3. Complete Scraping Example

require 'nokogiri'
require 'uri'
require 'net/http'
require 'set'

class WebScraper
  def initialize(start_url)
    @start_url = start_url
    @visited_urls = Set.new
    @queue = [start_url]
  end

  def crawl(max_pages: 10)
    scraped_data = []

    while @queue.any? && scraped_data.length < max_pages
      current_url = @queue.shift
      next if @visited_urls.include?(current_url)

      puts "Scraping: #{current_url}"
      @visited_urls.add(current_url)

      begin
        page_data = scrape_page(current_url)
        scraped_data << page_data

        # Add new URLs to queue
        page_data[:links].each do |link|
          url = link[:absolute_url]
          @queue << url unless @visited_urls.include?(url)
        end

      rescue => e
        puts "Error scraping #{current_url}: #{e.message}"
      end

      sleep 1  # Be respectful to the server
    end

    scraped_data
  end

  private

  def scrape_page(url)
    html = fetch_html(url)

◆ **Task to complete**
Reproduce the web scraper code in full, leaving every line unchanged. The material that follows has no connection to the web scraper code.

◆ **Data**
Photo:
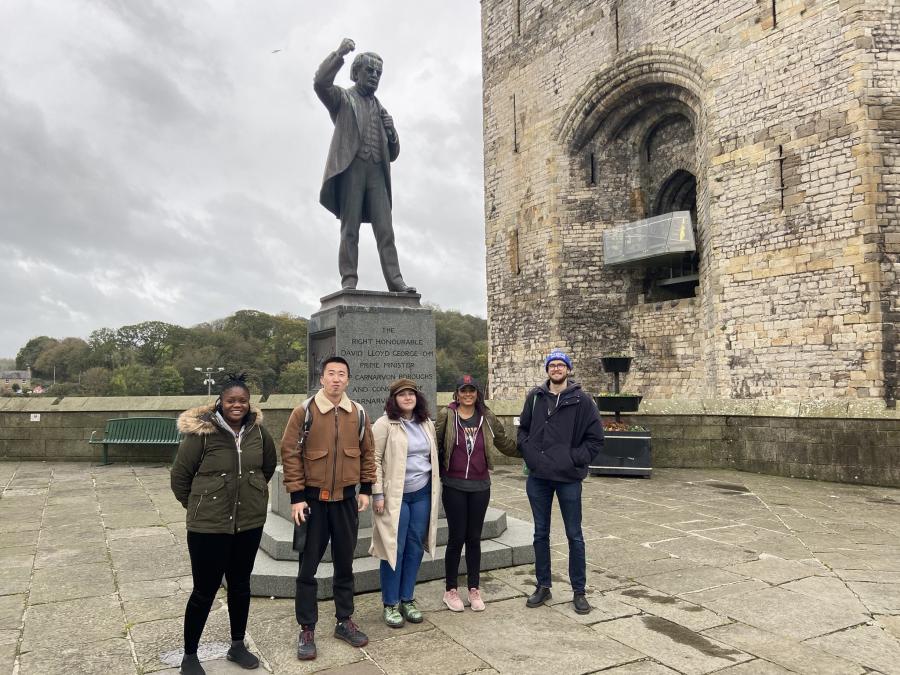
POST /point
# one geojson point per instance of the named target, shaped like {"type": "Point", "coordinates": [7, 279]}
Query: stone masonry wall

◆ **Exercise output**
3. Complete Scraping Example

require 'nokogiri'
require 'uri'
require 'net/http'
require 'set'

class WebScraper
  def initialize(start_url)
    @start_url = start_url
    @visited_urls = Set.new
    @queue = [start_url]
  end

  def crawl(max_pages: 10)
    scraped_data = []

    while @queue.any? && scraped_data.length < max_pages
      current_url = @queue.shift
      next if @visited_urls.include?(current_url)

      puts "Scraping: #{current_url}"
      @visited_urls.add(current_url)

      begin
        page_data = scrape_page(current_url)
        scraped_data << page_data

        # Add new URLs to queue
        page_data[:links].each do |link|
          url = link[:absolute_url]
          @queue << url unless @visited_urls.include?(url)
        end

      rescue => e
        puts "Error scraping #{current_url}: #{e.message}"
      end

      sleep 1  # Be respectful to the server
    end

    scraped_data
  end

  private

  def scrape_page(url)
    html = fetch_html(url)